Locate each line in the entries below that contains the word "concrete" and copy those lines out. Case matters, so a line counts only if its capitals match.
*** Records for the exercise ***
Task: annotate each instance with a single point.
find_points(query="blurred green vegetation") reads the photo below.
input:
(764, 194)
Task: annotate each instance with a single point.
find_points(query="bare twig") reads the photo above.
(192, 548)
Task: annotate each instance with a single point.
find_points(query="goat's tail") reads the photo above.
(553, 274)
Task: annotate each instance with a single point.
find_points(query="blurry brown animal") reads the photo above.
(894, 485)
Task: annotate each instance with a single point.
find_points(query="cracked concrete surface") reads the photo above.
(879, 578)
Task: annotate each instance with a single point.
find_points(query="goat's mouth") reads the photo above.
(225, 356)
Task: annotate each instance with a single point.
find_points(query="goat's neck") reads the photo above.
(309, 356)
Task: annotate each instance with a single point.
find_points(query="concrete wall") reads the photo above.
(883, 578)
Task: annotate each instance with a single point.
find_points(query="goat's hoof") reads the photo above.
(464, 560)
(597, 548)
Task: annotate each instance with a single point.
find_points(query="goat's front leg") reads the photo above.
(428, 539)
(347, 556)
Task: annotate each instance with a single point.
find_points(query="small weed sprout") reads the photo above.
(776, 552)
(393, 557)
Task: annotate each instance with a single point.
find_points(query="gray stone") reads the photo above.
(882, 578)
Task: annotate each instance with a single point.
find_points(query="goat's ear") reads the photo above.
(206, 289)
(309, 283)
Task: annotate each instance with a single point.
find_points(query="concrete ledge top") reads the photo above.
***
*** Records for the exercise ***
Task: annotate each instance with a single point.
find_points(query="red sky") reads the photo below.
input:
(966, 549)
***
[Task result]
find_points(query="cracked concrete surface") reads the photo above.
find_points(query="concrete wall") reads the photo above.
find_points(query="concrete ledge top") reads the photo above.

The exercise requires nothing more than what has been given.